begin ENTRIES PROVIDED

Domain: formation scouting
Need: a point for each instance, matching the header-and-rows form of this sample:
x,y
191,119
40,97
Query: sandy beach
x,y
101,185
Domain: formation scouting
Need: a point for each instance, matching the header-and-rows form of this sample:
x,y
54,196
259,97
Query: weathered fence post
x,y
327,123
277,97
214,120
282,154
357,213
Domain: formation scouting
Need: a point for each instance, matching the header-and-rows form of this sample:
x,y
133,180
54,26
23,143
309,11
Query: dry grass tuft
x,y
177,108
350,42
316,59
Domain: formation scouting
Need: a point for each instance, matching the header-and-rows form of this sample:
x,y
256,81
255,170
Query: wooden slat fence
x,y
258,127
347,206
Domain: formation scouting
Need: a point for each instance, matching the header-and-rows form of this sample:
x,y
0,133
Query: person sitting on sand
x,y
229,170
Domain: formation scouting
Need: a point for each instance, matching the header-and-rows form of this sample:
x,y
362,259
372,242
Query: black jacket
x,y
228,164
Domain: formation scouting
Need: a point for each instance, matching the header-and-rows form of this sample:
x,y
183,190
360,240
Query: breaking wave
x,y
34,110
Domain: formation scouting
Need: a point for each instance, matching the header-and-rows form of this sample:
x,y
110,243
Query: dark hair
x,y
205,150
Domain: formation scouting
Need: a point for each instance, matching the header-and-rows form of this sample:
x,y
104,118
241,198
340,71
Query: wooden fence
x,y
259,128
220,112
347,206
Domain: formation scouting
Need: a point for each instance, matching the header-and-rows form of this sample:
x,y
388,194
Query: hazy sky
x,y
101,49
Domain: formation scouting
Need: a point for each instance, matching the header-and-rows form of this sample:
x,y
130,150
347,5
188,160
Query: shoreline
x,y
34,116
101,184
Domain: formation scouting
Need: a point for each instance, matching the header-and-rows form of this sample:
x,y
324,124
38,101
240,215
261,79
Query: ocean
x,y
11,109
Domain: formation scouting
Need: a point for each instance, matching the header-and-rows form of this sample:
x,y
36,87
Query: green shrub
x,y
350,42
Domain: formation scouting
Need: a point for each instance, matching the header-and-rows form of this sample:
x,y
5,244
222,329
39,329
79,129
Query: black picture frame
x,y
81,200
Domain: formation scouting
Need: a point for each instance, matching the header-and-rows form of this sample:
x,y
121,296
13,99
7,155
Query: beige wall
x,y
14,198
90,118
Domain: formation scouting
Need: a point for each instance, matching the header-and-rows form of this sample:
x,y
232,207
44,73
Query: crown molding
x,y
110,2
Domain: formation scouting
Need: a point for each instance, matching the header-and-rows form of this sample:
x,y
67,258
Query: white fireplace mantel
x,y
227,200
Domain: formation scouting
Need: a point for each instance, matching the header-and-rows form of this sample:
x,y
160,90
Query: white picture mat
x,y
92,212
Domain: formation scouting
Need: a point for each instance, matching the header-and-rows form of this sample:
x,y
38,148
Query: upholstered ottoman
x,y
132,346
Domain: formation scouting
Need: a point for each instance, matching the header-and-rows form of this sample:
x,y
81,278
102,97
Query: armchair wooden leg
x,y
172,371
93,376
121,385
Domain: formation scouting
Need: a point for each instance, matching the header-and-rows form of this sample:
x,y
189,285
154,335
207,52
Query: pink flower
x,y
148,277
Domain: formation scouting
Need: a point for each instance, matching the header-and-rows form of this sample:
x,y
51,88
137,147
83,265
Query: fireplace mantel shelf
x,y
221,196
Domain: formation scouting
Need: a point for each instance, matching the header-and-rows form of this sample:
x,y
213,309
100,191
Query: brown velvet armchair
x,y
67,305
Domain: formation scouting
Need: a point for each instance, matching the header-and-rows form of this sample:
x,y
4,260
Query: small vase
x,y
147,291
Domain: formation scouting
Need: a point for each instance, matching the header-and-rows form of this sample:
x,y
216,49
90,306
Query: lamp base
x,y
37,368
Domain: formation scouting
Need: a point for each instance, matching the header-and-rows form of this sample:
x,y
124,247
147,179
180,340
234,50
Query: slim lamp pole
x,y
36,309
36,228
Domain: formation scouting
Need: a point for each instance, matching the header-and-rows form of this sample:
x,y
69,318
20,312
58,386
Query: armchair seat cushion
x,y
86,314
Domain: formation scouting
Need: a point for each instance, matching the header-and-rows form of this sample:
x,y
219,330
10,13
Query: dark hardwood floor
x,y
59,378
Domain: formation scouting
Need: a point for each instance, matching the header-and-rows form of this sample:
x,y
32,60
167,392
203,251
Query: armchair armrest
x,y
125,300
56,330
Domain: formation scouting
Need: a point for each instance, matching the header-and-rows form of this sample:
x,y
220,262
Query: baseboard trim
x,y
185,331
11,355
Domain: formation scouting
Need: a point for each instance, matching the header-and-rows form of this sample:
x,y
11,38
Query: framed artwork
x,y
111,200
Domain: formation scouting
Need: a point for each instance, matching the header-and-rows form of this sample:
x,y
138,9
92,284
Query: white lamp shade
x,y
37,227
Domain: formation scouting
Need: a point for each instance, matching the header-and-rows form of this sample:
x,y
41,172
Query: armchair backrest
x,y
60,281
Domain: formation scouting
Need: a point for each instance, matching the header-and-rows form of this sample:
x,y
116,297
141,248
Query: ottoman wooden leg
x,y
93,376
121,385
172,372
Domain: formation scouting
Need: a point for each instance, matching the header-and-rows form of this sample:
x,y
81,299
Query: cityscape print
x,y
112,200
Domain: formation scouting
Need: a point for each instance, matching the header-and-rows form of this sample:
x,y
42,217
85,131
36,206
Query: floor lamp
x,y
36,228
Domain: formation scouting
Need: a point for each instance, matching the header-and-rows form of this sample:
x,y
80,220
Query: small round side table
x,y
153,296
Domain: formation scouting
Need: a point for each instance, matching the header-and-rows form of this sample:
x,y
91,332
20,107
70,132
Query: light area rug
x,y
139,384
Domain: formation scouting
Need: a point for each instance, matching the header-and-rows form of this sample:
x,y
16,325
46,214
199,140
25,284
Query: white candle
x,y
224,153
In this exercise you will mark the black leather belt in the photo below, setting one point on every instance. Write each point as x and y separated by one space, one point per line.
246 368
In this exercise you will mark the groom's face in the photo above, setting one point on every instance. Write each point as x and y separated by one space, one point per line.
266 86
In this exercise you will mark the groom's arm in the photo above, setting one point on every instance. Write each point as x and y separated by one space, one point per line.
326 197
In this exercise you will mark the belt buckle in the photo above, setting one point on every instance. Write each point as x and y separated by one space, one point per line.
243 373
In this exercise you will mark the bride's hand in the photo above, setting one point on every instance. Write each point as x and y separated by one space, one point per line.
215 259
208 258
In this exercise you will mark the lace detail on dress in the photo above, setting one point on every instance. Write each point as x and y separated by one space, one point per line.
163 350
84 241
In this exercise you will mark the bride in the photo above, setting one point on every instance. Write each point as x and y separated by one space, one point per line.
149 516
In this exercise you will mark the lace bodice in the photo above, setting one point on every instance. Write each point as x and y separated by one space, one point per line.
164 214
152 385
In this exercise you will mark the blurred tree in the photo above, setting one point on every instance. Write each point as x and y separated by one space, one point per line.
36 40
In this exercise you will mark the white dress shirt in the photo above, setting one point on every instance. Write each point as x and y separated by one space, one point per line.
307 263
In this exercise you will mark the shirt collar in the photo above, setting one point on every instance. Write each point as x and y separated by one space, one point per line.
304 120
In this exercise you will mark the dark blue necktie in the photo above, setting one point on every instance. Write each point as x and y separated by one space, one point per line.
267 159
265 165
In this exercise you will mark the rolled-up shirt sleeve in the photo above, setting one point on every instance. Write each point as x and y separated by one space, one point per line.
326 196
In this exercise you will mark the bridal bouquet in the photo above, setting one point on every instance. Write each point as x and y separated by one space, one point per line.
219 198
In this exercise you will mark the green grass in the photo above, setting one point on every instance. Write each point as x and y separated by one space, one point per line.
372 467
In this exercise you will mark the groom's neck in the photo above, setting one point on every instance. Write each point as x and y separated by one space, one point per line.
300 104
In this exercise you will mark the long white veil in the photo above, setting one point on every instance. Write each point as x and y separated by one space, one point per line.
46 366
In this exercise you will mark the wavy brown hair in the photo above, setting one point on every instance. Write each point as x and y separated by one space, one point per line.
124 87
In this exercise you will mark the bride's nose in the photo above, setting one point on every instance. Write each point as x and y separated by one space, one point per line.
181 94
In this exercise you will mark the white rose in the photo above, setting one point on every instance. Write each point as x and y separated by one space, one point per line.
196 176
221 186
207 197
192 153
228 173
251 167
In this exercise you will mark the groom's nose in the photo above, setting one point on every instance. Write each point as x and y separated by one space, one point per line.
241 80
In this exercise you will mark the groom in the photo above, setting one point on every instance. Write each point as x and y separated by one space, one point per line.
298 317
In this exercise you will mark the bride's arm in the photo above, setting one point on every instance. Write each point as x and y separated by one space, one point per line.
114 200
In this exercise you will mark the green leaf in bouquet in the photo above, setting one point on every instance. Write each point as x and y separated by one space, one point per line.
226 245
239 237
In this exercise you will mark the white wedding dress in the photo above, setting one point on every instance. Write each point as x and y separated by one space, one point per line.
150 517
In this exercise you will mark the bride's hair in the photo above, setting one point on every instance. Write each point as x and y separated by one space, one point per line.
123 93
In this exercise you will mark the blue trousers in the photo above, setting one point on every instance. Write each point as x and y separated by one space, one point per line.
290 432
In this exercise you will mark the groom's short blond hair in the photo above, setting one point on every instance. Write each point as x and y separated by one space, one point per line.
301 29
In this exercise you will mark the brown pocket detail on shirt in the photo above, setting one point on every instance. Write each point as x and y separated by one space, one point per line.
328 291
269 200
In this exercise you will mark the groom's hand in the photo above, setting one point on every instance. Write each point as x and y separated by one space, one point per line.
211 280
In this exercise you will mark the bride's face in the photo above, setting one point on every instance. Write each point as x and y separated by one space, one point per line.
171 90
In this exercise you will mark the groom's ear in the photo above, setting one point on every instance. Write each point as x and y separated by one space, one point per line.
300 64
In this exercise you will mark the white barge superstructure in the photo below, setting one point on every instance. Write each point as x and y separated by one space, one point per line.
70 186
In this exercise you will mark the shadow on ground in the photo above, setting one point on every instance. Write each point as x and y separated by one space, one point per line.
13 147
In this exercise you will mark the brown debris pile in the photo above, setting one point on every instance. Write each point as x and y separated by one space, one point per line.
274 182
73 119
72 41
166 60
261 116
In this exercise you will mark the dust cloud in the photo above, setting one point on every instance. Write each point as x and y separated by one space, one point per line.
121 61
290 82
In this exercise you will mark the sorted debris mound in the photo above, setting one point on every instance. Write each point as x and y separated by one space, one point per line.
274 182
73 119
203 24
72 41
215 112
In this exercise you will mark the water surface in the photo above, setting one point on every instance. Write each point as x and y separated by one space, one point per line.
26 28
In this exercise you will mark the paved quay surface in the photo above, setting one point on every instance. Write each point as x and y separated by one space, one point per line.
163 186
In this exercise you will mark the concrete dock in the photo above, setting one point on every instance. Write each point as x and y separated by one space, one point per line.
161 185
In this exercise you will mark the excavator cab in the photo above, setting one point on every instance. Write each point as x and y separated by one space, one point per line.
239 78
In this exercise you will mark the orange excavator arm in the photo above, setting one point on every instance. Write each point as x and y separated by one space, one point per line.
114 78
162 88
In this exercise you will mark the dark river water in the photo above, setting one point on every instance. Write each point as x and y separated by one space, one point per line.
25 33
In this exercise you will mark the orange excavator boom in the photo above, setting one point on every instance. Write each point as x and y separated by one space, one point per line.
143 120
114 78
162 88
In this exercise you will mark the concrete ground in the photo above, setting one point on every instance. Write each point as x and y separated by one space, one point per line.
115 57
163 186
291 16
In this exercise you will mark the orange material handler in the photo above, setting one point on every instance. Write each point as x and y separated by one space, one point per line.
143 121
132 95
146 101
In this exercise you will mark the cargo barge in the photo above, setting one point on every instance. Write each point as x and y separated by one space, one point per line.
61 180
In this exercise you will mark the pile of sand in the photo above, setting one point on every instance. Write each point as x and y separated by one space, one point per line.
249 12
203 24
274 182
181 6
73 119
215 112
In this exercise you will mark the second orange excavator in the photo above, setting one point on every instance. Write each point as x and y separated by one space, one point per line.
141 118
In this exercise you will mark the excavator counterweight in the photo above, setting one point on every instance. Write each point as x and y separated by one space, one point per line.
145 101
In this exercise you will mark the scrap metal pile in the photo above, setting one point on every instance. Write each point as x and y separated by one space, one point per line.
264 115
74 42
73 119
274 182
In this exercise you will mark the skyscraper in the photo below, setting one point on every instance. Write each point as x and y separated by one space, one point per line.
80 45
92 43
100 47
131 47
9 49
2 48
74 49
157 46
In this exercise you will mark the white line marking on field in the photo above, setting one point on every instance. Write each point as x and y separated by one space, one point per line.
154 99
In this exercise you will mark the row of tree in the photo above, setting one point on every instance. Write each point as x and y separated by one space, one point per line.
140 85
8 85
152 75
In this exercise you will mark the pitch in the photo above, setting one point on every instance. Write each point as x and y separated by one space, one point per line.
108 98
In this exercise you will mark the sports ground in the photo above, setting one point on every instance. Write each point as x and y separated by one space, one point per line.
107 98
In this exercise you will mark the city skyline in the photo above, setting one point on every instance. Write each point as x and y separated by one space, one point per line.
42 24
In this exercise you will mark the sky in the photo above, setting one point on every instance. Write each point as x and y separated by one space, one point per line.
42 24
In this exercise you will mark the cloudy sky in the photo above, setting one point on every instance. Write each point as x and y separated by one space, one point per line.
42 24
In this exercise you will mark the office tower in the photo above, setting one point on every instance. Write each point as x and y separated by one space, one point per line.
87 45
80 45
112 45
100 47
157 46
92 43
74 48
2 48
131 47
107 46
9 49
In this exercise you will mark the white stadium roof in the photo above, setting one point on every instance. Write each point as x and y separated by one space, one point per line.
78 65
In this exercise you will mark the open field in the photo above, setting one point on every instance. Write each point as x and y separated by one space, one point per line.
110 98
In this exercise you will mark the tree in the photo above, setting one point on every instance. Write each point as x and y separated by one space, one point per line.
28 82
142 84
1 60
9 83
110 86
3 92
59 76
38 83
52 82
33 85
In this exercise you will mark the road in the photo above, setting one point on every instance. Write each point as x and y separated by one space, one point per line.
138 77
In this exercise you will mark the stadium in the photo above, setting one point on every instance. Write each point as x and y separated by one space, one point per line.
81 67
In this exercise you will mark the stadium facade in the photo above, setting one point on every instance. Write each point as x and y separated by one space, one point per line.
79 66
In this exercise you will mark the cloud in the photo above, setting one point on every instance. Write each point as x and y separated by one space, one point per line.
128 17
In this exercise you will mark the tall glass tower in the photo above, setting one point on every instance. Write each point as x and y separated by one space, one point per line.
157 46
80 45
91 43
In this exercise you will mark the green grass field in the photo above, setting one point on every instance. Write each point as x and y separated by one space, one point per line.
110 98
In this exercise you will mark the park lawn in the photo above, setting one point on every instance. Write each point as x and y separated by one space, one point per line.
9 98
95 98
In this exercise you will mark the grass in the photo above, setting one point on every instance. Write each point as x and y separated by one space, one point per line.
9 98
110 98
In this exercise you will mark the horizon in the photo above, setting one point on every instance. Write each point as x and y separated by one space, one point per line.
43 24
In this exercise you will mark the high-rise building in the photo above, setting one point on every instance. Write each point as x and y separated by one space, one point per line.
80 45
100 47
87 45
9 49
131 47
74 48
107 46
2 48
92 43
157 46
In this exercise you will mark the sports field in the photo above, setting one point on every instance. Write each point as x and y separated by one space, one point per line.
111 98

end ENTRIES PROVIDED

** WHAT TO PRODUCE **
Rescale the part that opens with the line containing "In this exercise you will mark the green grass field" and closes with the last of the rows: output only those lines, the requests included, with every x and y point coordinate in the answers multiplied by 1.35 and rounded to a whole number, halves rounding up.

** EXERCISE OUTPUT **
In this exercise you will mark the green grass field in the photo above, setting one point on every instance. Write each point as x and y separated by one space, one point per line.
149 132
In this exercise you will mark the park lawn in the photo above, setting one point on every instance. Write each point as x and y separated by one space, one point per line.
12 132
128 132
In this exercise you will mark the grass in the photo above, setting one point on every instance. Write each point as x and y separated by one space, one point per line.
12 132
149 132
In this exercise you will mark the horizon in the photo above, setting one point on every instance. Write each point as x and y separated by one space, one point per line.
58 32
In this exercise you will mark the high-rise building in the photo above, setting one point on every instance. Write each point as x and y separated by one space, one point per line.
108 61
135 63
117 61
12 66
177 63
100 65
144 62
3 65
124 58
212 62
In this exercise you will mark the sports field in the photo above, setting one point on every instance. Write each point as x and y separated by one space, one point per line.
150 132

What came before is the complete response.